* [GOAL OF THE EXERCISE]: Please find all lines in the data that hold the string "woman" and copy them.
***** RECORDS FOR THE TASK *****
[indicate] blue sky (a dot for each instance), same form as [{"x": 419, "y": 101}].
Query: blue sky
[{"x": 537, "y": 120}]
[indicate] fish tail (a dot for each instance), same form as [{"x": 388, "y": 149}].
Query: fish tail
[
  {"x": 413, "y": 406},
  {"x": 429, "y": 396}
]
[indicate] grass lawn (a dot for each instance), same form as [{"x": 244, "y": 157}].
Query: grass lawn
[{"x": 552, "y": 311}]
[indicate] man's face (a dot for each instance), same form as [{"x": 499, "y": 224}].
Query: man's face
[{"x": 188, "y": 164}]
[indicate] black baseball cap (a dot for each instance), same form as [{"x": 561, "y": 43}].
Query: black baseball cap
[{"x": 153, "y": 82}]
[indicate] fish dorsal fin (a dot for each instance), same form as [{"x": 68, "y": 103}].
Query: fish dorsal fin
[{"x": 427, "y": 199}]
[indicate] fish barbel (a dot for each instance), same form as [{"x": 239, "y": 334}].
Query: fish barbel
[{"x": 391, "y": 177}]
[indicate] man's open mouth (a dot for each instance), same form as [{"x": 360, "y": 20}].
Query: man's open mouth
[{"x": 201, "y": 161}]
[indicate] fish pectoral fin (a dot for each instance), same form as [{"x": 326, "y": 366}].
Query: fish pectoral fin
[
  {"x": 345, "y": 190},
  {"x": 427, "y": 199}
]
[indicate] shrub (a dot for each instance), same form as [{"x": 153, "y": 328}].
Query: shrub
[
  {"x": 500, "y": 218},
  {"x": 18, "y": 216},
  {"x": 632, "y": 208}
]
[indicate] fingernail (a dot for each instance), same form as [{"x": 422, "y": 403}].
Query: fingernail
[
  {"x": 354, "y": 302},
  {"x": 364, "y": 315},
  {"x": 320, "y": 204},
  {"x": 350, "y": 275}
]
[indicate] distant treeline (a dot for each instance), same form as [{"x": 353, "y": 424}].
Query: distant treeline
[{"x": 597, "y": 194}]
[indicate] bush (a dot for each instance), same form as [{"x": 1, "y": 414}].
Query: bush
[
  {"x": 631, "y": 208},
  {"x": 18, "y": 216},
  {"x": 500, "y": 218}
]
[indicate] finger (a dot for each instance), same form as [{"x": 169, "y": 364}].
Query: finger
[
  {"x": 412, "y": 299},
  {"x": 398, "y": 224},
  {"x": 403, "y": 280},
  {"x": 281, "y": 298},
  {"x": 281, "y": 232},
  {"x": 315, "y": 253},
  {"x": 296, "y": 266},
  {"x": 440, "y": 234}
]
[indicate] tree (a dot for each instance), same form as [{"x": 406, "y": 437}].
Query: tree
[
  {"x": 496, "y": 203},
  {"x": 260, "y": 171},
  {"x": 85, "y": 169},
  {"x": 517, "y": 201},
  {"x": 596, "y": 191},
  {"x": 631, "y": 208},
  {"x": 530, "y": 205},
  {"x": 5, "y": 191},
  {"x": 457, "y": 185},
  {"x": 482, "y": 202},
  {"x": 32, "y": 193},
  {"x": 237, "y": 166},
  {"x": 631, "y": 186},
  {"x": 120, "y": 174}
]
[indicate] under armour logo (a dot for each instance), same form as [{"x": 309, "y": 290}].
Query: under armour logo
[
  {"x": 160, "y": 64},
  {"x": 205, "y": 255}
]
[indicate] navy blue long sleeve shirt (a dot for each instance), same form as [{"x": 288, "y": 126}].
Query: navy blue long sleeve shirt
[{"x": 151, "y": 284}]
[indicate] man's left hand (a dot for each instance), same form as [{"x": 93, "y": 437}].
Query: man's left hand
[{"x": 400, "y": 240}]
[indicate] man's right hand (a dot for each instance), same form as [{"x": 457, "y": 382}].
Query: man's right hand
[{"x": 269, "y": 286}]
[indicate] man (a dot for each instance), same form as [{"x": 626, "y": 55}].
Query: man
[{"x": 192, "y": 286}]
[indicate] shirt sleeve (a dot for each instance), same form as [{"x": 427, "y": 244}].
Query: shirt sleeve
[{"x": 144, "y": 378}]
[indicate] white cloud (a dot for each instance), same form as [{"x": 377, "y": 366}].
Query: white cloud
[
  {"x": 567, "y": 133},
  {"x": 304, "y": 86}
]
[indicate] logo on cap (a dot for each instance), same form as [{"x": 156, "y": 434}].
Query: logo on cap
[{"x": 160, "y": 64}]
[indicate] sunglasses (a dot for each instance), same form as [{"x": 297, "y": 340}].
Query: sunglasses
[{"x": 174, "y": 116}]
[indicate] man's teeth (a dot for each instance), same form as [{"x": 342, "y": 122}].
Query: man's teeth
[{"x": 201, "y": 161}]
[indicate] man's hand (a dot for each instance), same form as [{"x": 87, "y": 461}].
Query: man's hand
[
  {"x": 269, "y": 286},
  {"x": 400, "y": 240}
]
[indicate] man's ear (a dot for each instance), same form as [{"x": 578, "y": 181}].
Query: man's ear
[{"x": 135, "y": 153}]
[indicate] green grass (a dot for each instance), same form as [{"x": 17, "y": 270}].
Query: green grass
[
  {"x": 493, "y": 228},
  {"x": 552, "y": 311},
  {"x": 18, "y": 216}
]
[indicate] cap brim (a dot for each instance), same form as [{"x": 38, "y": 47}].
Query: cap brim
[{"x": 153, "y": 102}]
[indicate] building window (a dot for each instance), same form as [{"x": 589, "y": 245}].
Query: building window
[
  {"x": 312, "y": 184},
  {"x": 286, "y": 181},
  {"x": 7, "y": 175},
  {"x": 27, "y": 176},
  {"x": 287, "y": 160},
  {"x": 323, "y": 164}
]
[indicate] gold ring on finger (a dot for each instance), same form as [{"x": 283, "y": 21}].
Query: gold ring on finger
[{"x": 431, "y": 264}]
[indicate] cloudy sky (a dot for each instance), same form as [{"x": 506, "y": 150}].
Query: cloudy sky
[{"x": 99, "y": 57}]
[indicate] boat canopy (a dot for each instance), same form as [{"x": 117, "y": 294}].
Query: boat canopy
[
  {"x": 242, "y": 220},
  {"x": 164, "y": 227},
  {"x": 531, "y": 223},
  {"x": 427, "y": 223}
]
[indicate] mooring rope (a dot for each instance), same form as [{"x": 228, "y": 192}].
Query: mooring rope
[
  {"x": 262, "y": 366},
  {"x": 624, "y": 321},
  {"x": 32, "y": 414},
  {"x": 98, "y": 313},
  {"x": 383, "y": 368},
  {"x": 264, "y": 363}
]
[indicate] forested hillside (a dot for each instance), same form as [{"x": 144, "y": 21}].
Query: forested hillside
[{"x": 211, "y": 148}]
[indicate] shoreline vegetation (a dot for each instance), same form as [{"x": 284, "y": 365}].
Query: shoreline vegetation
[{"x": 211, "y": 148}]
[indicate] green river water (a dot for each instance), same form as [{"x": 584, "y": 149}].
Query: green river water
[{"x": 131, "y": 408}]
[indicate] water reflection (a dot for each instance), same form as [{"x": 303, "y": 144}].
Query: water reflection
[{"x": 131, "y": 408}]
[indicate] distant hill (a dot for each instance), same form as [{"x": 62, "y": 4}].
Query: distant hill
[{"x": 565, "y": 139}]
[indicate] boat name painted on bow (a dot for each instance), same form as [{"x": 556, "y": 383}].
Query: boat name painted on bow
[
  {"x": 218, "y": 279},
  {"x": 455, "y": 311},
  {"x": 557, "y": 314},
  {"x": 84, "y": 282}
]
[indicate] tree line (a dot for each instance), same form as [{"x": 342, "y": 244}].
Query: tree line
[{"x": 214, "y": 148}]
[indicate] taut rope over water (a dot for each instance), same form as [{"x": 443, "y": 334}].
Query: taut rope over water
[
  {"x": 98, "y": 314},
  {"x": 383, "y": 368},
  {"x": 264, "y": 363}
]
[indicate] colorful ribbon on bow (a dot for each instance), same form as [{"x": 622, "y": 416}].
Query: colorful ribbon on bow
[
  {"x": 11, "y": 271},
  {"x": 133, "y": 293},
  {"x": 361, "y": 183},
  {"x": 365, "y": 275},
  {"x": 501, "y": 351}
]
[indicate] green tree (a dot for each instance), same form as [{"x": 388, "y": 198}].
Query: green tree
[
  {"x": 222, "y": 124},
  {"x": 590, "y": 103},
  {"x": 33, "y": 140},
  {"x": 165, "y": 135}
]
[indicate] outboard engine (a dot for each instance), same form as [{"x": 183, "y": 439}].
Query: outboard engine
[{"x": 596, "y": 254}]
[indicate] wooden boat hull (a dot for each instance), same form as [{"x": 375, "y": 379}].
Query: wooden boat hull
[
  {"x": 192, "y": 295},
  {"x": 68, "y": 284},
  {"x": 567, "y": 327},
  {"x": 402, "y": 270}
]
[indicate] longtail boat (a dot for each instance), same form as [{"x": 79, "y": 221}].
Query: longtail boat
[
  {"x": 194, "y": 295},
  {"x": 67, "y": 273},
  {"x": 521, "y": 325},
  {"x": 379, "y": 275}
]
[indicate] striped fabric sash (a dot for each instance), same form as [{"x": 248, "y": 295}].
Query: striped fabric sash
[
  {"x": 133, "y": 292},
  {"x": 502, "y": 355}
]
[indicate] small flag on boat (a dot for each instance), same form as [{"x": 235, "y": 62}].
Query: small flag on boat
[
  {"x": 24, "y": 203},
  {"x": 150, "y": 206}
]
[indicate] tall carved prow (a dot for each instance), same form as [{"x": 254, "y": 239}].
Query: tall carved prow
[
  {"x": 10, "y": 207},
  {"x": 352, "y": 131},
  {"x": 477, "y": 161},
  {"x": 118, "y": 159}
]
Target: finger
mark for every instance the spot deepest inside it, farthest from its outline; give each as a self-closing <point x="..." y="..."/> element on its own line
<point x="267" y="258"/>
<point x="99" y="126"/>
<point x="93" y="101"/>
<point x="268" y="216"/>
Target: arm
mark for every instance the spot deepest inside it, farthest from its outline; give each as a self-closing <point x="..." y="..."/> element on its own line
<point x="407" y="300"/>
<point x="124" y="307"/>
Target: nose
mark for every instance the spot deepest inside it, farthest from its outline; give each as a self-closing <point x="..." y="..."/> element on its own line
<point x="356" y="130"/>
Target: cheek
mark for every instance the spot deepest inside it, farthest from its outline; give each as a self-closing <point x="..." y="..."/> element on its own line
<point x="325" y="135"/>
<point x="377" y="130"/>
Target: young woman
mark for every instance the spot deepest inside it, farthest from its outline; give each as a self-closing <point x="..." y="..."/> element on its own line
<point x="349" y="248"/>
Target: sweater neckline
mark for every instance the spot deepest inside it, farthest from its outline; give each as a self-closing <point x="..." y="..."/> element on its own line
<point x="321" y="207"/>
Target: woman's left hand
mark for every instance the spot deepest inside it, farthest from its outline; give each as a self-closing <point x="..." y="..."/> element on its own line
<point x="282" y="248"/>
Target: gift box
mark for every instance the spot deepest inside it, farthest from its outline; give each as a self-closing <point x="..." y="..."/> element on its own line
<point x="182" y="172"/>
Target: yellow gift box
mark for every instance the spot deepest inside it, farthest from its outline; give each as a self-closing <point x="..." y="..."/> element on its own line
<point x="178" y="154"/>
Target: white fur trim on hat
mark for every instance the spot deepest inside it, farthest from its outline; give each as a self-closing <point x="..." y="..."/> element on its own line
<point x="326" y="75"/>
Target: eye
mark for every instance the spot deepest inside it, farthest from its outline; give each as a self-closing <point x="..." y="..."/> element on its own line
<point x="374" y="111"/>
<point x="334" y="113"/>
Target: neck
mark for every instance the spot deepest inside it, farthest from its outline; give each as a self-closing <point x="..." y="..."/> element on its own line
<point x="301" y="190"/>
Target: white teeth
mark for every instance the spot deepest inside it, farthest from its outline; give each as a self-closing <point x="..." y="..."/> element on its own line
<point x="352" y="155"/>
*****
* [RESPONSE TO THE EXERCISE]:
Target: young woman
Target: woman's left hand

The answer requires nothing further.